» Given text

——

Brain damage can cause emotional blindness, while making sideways faces more memorable

Researchers have found people with damage to a crucial part of the brain fail to recognise facial emotions, but they unexpectedly find faces looking sideways more memorable (University of Bath, 2017).

The findings are more evidence that damage to the amygdala affects how facial recognition and gaze perception work in unpredictable ways.

People with amygdala damage, which is common in epilepsy for example, struggle in their understanding of social signals as well as in everyday communication, which can lead to problems in their interactions with friends and family, finding life partners, and progressing with their professional careers. They often feel misunderstood which contributes to lower levels of life satisfaction.

Normally people tend to more readily remember faces showing emotions such as fear or anger than neutral expressions. When people are trying to predict another person’s actions, they decipher their facial expressions and follow their gaze to understand the focus of their attention and eventually of their emotion. This is an important process to understand the implications of the situation for someone’s own wellbeing, which is known as self-relevance, and to interpret social situations and cues.

The amygdala is particularly responsible for the processing of emotion and self-relevance. People with damage to the amygdala have been observed to have emotion recognition deficits while keeping the perception of other people’s eye gaze direction intact.

But now researchers from the University of Bath, working with neurosurgeons and psychologists in Warsaw, have shown that people with amygdala damage remembered faces looking to the side more than those looking towards them, in contrast with previous studies. However, in line with previous research they didn’t remember emotional faces any better than neutral faces.

——

» The data
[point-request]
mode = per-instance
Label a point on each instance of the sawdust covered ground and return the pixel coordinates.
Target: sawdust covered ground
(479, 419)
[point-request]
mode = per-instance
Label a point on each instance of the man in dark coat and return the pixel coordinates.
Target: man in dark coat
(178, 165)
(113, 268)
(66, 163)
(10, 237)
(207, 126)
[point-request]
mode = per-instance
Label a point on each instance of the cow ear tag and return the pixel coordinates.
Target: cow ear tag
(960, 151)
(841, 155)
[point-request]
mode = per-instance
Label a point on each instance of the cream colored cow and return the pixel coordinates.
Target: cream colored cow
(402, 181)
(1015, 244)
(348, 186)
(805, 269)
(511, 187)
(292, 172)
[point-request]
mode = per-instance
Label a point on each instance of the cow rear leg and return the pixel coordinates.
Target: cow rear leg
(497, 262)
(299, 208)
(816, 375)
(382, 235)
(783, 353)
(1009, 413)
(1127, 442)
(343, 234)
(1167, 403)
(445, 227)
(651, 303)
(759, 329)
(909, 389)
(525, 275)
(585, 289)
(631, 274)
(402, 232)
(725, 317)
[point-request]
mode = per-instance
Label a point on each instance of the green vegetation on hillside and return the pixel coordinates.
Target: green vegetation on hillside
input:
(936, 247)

——

» Questions
[a] Answer these questions using the brain damage article:
(i) What condition does it give as an example in which amygdala damage is common?
(ii) What term names understanding the implications of a situation for one's own wellbeing?
(iii) In which city did the neurosurgeons and psychologists who worked with the University of Bath researchers work?
[b] List every area of life in which, according to the brain damage article, problems can arise for people with amygdala damage.
[c] Rewrite the passage of the brain damage article from "Brain damage can" up to and including "in unpredictable ways.", replacing "amygdala" with "brain region".
None of the tasks uses the records.

» Replies
[a]
(i) Epilepsy
(ii) Self-relevance
(iii) Warsaw

[b]
- Interactions with friends and family
- Finding life partners
- Progressing with their professional careers

[c]
Brain damage can cause emotional blindness, while making sideways faces more memorable

Researchers have found people with damage to a crucial part of the brain fail to recognise facial emotions, but they unexpectedly find faces looking sideways more memorable (University of Bath, 2017).

The findings are more evidence that damage to the brain region affects how facial recognition and gaze perception work in unpredictable ways.